DIRECTIONS:
Repeat the records below exactly. Omit the pictures.

Image-grounded pointing data:

-*-*-

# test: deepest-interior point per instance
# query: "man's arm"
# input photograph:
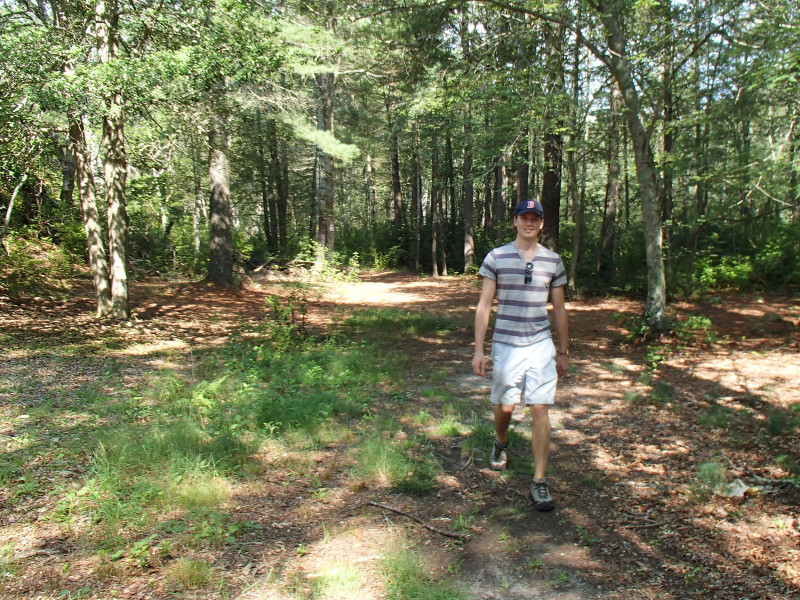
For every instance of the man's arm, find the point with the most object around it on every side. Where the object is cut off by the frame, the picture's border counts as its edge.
(562, 329)
(482, 324)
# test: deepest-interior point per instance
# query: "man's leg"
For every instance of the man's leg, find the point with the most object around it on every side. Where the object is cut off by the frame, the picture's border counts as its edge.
(540, 492)
(502, 420)
(540, 421)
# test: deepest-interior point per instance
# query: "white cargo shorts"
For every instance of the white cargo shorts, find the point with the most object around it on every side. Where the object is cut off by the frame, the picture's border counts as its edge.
(524, 372)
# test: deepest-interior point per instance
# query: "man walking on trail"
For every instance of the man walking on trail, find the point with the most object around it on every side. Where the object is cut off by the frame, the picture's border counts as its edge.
(527, 365)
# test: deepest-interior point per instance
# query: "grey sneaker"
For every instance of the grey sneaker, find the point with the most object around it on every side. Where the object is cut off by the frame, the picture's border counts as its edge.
(498, 457)
(540, 495)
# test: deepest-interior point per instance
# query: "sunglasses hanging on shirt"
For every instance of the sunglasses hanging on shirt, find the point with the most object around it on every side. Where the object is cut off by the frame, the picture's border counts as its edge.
(528, 272)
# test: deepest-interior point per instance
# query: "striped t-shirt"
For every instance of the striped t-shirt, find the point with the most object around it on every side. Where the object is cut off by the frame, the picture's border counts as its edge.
(522, 308)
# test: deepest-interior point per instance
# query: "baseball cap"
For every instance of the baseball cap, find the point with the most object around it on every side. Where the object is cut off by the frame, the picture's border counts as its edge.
(527, 206)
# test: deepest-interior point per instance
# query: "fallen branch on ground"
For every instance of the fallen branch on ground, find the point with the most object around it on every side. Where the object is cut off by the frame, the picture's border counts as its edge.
(457, 536)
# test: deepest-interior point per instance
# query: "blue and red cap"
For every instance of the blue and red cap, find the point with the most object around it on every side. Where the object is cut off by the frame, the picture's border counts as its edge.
(527, 206)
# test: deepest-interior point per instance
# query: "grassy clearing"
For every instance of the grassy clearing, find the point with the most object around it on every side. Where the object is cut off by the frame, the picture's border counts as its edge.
(161, 461)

-*-*-

YOUR RESPONSE:
# test: deepest-interior point per instance
# query: "man's arm"
# input photograph:
For every instance of the man's arm, find the point with the most object around it on every side. Where the object is cut off by the frame, the picture's border counts as its edge.
(562, 329)
(482, 324)
# test: deepest-interior point per instance
# query: "man's leg"
For every instance of the man's leg, find the point with the most object around it on every side. Where the object is cut off by the frame, the picture's border counts as its edge.
(540, 492)
(502, 420)
(540, 421)
# test: deepest-interior point per instance
# query: "white cargo shorts"
For every instance of the white cargo shorts, find the point with the most object around it on every side. Where the object is cut off by the frame, the picture's border counts as its edge.
(524, 372)
# test: deepest-interior point per instance
# query: "man walking on trail"
For every instance of the man walking on trail, find the point with the most object around it on every side. Where the object is cut off by the frame, the picture's border counts as its edge.
(527, 365)
# test: deepest-interior point per instance
# query: "grey sneaker"
For every instance of the grey sneaker, find the point with the most object around it on every side. Where the object is cut off by the frame, the picture's border counts as its edge.
(498, 457)
(540, 495)
# test: deepest-interior point per instance
# query: "sunglasses hanging on shirt"
For every instance of the sunglasses hanging on shirt, find the point with the most object around it on every side. Where the object is cut off by the frame, the picture's border counts as its edge.
(528, 272)
# test: deepest-interior point per instance
# query: "striped t-shirt"
For every instance of the striped t-shirt, find the point with the most object around it on every side. Where the object is cut off by the frame, the picture's border counts as its edge.
(522, 308)
# test: deepest-interior point per instance
# query: "baseball cap"
For every instance of the baseball cap, find the point with the most object around it on every side. Where the object is cut off by the frame, the picture's border counts as its edge.
(527, 206)
# test: deepest-interior point per instance
# query: "fallen branch on ground"
For every instance of the fallen branch on ground, find the point with the most object around it on every side. Where the object is cut off by the frame, the picture's border counts as its edge.
(457, 536)
# test: deepest-interior point per instance
# query: "blue and red cap"
For every instance of the blue and red cap, find the point with the most object around it on every side. Where the object is cut off by the frame, the picture's border counts as its edge.
(527, 206)
# test: deepest-interior point per instance
# query: "grassy clearing"
For every instance of the grassy clearing, find the point with the most object around it on every side. Where the object is cut off by the frame, the picture's border counts as its edge.
(161, 461)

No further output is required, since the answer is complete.